<<<<

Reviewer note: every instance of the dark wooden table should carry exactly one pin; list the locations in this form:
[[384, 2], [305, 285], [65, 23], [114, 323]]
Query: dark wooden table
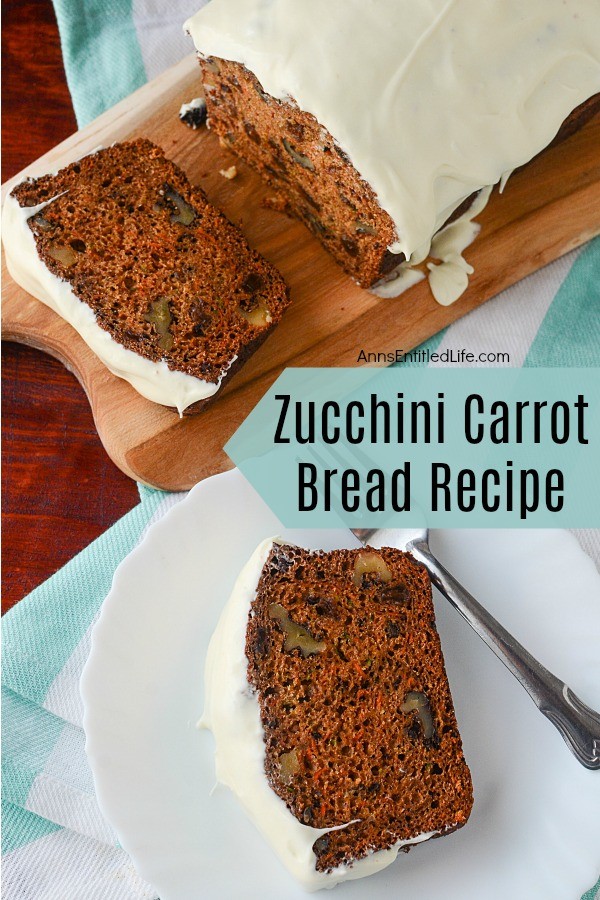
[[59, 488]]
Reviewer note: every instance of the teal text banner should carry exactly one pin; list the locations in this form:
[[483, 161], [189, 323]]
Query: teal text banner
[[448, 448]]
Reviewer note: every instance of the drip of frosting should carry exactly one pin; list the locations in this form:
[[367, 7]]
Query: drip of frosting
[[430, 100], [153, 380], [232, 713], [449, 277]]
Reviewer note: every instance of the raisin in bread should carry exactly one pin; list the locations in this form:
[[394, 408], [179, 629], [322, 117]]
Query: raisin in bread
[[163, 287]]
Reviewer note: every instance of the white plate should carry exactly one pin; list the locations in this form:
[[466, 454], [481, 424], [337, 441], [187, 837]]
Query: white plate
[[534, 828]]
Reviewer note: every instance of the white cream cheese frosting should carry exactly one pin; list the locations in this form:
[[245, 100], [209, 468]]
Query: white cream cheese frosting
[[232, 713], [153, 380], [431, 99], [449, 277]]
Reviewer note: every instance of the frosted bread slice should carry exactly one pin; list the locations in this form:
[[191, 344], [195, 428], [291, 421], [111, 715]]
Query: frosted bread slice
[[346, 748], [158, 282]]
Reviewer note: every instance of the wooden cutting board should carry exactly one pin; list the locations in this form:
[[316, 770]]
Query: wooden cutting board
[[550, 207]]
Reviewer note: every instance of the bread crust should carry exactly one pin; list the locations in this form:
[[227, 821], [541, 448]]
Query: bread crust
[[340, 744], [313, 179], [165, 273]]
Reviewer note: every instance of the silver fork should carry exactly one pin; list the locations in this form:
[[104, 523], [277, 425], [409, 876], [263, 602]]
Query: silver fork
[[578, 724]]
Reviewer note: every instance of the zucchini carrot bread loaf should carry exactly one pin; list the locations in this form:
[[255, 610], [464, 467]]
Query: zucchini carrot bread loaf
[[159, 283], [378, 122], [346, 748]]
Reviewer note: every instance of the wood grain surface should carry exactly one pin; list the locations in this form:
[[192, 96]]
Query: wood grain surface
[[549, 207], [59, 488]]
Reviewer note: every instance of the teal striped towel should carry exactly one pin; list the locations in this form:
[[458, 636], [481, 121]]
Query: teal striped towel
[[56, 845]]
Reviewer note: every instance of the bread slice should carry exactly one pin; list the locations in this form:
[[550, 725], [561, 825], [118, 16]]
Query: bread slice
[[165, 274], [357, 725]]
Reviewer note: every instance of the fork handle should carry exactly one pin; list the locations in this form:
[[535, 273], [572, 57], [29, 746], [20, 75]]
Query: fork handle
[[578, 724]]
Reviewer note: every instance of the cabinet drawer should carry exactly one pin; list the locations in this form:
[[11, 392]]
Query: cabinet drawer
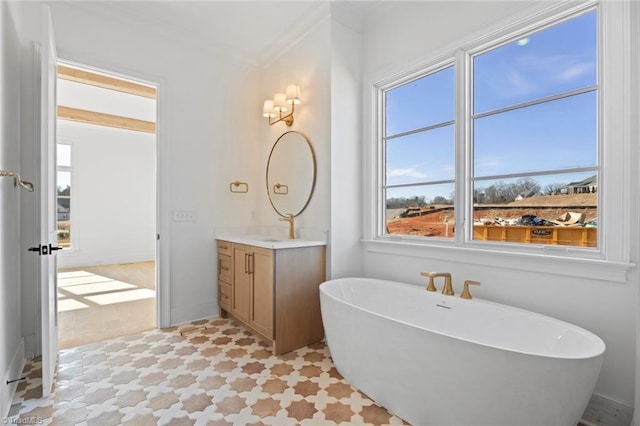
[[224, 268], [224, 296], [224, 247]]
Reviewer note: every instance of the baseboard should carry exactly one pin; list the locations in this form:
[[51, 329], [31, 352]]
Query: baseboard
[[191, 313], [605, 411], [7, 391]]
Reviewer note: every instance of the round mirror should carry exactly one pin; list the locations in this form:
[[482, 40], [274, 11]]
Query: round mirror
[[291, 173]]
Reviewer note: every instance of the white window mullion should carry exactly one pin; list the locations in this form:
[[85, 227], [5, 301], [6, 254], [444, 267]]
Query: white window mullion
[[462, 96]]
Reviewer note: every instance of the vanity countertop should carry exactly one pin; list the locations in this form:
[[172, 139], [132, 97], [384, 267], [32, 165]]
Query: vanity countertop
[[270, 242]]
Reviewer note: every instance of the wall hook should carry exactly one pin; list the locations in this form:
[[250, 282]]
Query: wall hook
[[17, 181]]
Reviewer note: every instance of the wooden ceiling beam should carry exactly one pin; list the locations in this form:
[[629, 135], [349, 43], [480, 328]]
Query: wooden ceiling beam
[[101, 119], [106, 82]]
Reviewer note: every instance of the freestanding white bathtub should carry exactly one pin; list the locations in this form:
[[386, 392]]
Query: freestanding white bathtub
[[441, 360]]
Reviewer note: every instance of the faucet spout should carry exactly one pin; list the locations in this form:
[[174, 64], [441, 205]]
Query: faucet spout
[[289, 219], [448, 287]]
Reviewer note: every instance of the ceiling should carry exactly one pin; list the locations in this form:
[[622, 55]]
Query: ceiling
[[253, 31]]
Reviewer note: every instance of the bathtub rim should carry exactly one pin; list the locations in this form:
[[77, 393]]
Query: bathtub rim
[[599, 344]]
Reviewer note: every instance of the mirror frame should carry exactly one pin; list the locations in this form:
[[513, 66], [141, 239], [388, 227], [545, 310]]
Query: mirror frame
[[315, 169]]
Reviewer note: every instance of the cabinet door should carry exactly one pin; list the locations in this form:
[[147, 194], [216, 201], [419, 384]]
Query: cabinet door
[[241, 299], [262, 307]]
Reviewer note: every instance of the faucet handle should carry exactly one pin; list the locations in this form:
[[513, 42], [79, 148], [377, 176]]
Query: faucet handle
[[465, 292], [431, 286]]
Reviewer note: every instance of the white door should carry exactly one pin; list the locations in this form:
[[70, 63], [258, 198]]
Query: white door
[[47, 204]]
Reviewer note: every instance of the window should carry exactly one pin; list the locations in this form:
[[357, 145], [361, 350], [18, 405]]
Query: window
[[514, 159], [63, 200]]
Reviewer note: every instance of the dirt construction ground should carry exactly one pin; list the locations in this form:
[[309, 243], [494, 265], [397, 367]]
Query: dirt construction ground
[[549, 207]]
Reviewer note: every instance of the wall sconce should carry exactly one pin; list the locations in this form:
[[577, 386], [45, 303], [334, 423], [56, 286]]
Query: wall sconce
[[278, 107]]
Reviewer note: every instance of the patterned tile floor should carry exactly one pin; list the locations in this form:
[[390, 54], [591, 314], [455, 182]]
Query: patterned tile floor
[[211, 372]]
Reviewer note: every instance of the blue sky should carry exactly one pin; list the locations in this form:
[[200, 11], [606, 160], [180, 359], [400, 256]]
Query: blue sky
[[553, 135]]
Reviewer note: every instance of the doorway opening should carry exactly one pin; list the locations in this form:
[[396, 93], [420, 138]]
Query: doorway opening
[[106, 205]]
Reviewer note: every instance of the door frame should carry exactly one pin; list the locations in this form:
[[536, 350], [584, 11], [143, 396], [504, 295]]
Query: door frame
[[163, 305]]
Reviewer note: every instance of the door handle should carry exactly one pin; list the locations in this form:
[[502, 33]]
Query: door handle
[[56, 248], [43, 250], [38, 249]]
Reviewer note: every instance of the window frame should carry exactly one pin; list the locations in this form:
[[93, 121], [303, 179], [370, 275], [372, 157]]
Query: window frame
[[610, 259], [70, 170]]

>>>>

Aim of the task → Reproduce the material above in full and without alteration, but skip all pictures.

Problem solution →
Reviewer note: every instance of the dark wooden table should carry exactly one pin; list the locations in this form:
[[384, 2], [305, 285], [65, 23], [114, 323]]
Query: dark wooden table
[[59, 488]]
Reviewer note: every instance of the teal text banner should carry exactly one pin; list the locations in this form:
[[483, 161], [189, 323]]
Query: teal text banner
[[448, 448]]
Reviewer note: every instance of the drip of frosting should carry exactly one pin; list the locations in this form:
[[367, 7]]
Query: drip of frosting
[[430, 100], [153, 380], [232, 713], [449, 277]]
Reviewer note: every instance of the raisin in bread should carry exactly one pin; list the locations in this form:
[[394, 408], [179, 629], [322, 117]]
Query: raisin in bread
[[163, 287]]
Reviewer note: every instance of the white plate should carry exactly one pin; list the locations in this form:
[[466, 454], [481, 424], [337, 441], [187, 837]]
Query: white plate
[[534, 828]]
Reviewer note: every instance of the white cream cheese frosting should carry exactly one pin; list the locations in this form:
[[245, 100], [209, 468]]
Query: white cream cheese frosting
[[232, 713], [153, 380], [431, 99], [449, 277]]
Reviewer note: every instance of the frosted bread slice should carry exactly one pin; list the locations in this form:
[[191, 344], [195, 428], [291, 421], [111, 715]]
Query: frosted bread slice
[[346, 748], [158, 282]]
Reviewer note: every instance of the wooden cutting board should carry exactly one pin; list the locations in this form:
[[316, 770]]
Query: wooden cutting board
[[550, 207]]
Reviewer note: every instance of the bread crust should carry exactly one pin; list the locations in this form:
[[227, 821], [541, 448]]
Query: bread crust
[[340, 744], [313, 179], [165, 273]]
Reviewer note: every instance of the silver fork should carry exactly one pin; list the locations in this form:
[[104, 523], [277, 425], [409, 876], [263, 602]]
Query: silver fork
[[578, 724]]
Reviewer note: every instance of the zucchini carrot bread loaf should carry exactly one pin; list the locations in this form:
[[255, 610], [464, 467]]
Query: zucchini carrot bread loaf
[[159, 283], [378, 122], [346, 748]]
Reviewer note: every instance of the wood grain surface should carry exactly one pin; list the locations in this form:
[[192, 96]]
Query: wood grain surface
[[549, 207], [59, 488]]
Reviewer note: every instance of the teal striped towel should carry exactly one pin; list the locations in this form:
[[458, 636], [481, 121]]
Query: teal striped towel
[[56, 845]]
Reviewer note: every instance of the bread slice should carry exactly one pin; list the locations in this form:
[[550, 725], [561, 825], [118, 16]]
Query: bread slice
[[165, 274], [357, 725]]
Reviewer note: every instance of the fork handle should carry exactly one pin; list the locations in this form:
[[535, 273], [572, 57], [29, 746], [20, 75]]
Query: fork handle
[[578, 724]]
Reviewer note: every instance of the cabinet drawer should carry exactly one pin; list the locations in this form:
[[11, 392]]
Query: cabinet drawer
[[224, 268], [224, 296], [224, 247]]
Reviewer note: every instance of the baseboard should carry exactly one pin; list the locations in this form:
[[51, 329], [31, 352]]
Query: baseboard
[[191, 313], [605, 411], [7, 391]]
Reviewer note: every instance of the round mirror should carry exactly one pin; list the locations in this form:
[[482, 40], [274, 11]]
Query: round mirror
[[291, 173]]
Reviewer note: every instance of the white window mullion should carry exactly one pin; list the locations in this form:
[[85, 227], [5, 301], [6, 254], [444, 267]]
Query: white window mullion
[[462, 96]]
Reviewer note: every instance of the vanity countertop should carry exactly one pin; list the locations in this form:
[[172, 139], [132, 97], [384, 267], [32, 165]]
Query: vanity countertop
[[270, 242]]
Reviewer note: every instance of the wall hook should carry exactly one pin; list the locations in this form:
[[250, 282]]
Query: wall hook
[[17, 181]]
Reviewer note: every instance of the wooden ceiling beam should carry exactly one pin; list the locations in this form:
[[629, 135], [349, 43], [480, 328]]
Query: wooden ceiling beam
[[101, 119], [106, 82]]
Reviewer note: every instance of the freestanding white bathtub should carry exactly one pin; list the locations in this form:
[[386, 392]]
Query: freestanding white bathtub
[[441, 360]]
Reviewer note: every instance of the faucet spout should carry exactly one pin; list the locations in this form:
[[174, 64], [441, 205]]
Query: faucet spout
[[289, 219], [448, 287]]
Reviewer note: every instance of the ceiling should carry exactly one pin; list the locations in this form:
[[622, 55]]
Query: ceiling
[[253, 31]]
Reviewer note: every instance of the bathtub rim should carry exactly one pin; list the locations in this form:
[[77, 393]]
Query: bathtub rim
[[599, 344]]
Reviewer note: every instance of the mirror frame should carry exactly one pin; list the locations in this form:
[[513, 66], [141, 239], [388, 227], [545, 310]]
Query: mirror frame
[[315, 169]]
Reviewer note: every instance of the cabinet door should carry exactly one pin; list the locations in this form:
[[147, 194], [216, 201], [419, 384]]
Query: cabinet door
[[241, 299], [262, 307]]
Reviewer note: every instance of the faucet handle should carry exactly one pin; list the locations in this form:
[[513, 42], [79, 148], [377, 176]]
Query: faucet handle
[[465, 292], [431, 286]]
Reviewer note: every instance of the white door should carry exactly one pin; list the locations in this form:
[[70, 63], [258, 198]]
Query: white door
[[47, 204]]
Reviewer note: every instance of the window should carry exactly one pin; list the locations in this form:
[[357, 145], [361, 350], [18, 405]]
Query: window
[[514, 159], [63, 200]]
Reviewer note: every instance of the dirt construction ground should carry exactly one pin; list the locations in this form:
[[309, 243], [494, 265], [397, 367]]
Query: dirt construction ground
[[549, 207]]
Reviewer note: every instance of the wall sconce should carry exactly one pin; list the locations in this form:
[[577, 386], [45, 303], [334, 423], [56, 286]]
Query: wall sconce
[[278, 107]]
Reviewer note: every instance of the patterned tile floor should carry exactly one pin; list the locations in this form:
[[390, 54], [591, 314], [455, 182]]
Query: patterned tile floor
[[211, 372]]
Reviewer note: every instance of the blue sky should carry exactly one pin; list the locations in this form:
[[200, 11], [606, 160], [180, 359], [400, 256]]
Query: blue sky
[[553, 135]]
Reviewer note: every instance of the doorway opening should carry exactly one pin; list the locations in this form:
[[396, 93], [420, 138]]
Query: doorway opening
[[106, 205]]
Reviewer note: every instance of the door frame should carry exactly one pin; list the locations in this form:
[[536, 350], [584, 11], [143, 396], [504, 295]]
Query: door frame
[[163, 305]]
Reviewer note: every instance of the door handle should carry exactly one pin; list the locations in this form:
[[502, 33]]
Query: door handle
[[56, 248], [43, 250], [38, 249]]
Reviewer note: every instance of the window frame should carry exactly one pin; list the locations in this form:
[[93, 121], [303, 179], [370, 275], [372, 157]]
Query: window frame
[[610, 259], [70, 170]]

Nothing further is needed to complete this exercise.